> _Document excerpt_

First, despite the fact that the Obama administration loves to complain about foreign (especially Chinese) subsidies hurting America's green companies and workers, the fact is that federal, state and local governments here annually throw tens of billions of taxpayer dollars at alternative energy companies and consumers:
Since the 1950s, the U.S. government has subsidized the search for, and production of, energy alternatives to fossil fuels, but such funds have expanded dramatically in recent years. The Congressional Budget Office (CBO) estimates that government subsidies to support the production of fuels and energy technologies totaled approximately $24 billion in 2011: $20.5 billion in various tax preferences (special deductions, special tax rates, tax credits, and grants in lieu of tax credits) and $3.5 billion in Department of Energy spending programs (direct investments, primarily for research and development, loans and loan guarantees). The CBO found that 78% of all tax subsidies and 54% of all DOE subsidies went to alternative energy projects (renewable energy and energy efficiency). Based on DOE’s figures, the Institute for Energy Research calculated that fossil fuels (oil, natural gas, and coal) received $0.64 in taxpayer dollars for every megawatt-hour of energy produced, while hydropower received $0.82, nuclear $3.14, wind $56.29, and solar an astonishing $775.64.
Three of the most prominent DOE programs are the Advanced Technology Vehicle Manufacturing (ATVM) program, which aims to improve the energy efficiency of automobiles; the Section 1705 loan-guarantee program, which supports loans for some renewable energy systems, electric power transmission, and biofuel projects; and the Section 1703 loan guarantee program, which aims to increase investment in “clean energy” facilities (primarily nuclear energy). The CBO estimates that the subsidy costs for the ATVM and Section 1705 loan programs between 2009 and 2012 were approximately $4 billion on about $25 billion in loans, although those costs could be higher depending on the economic success or failure of the subsidized firms.

> _Data section_
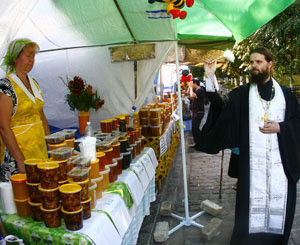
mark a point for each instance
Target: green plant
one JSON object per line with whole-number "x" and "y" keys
{"x": 81, "y": 96}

> _Given request A_
Name each energy source that the passage on U.S. energy subsidies gives a per-megawatt-hour subsidy figure for, along with that figure.
> _Given request B_
Carry on the passage about U.S. energy subsidies, starting right after its final sentence.

> _Right answer A_
Fossil fuels (oil, natural gas, and coal): $0.64
Hydropower: $0.82
Nuclear: $3.14
Wind: $56.29
Solar: $775.64

> _Right answer B_
The federal government has also provided a vast array of tax subsidies and other grants to producers and consumers of biofuels such as ethanol, biodiesel, and cellulosic biofuel. According to the U.S. Department of Energy, 538 different federal and state subsidies—grants, tax incentives, loans and leases, rebates, exemptions, and other programs—are currently available to producers or consumers of alternative fuels in the United States. Forty-one of these are federal government programs. The CBO estimates that federal excise tax credits for alcohol fuels and for biodiesel alone cost $6.9 billion in 2011. Although some of these subsidies expired in December 2011, many other federal and state subsidy programs continue to funnel billions of taxpayer dollars to U.S. biofuels producers.So much for those stalwart fiscal conservatives in the GOP, huh? Sigh.
Despite some pushback from fiscal conservatives, targeted alternative-energy subsidies continue to have broad bipartisan support. For example, in August 2012 the Senate Finance Committee approved, by a strong bipartisan vote of 19–5, tax extenders legislation containing over $18 billion worth of rebates, credits, and other tax subsidies for alternative energy. A one-year extension of the 2.2-cents-per-kilowatt-hour production tax credit for wind energy alone will cost over $12 billion.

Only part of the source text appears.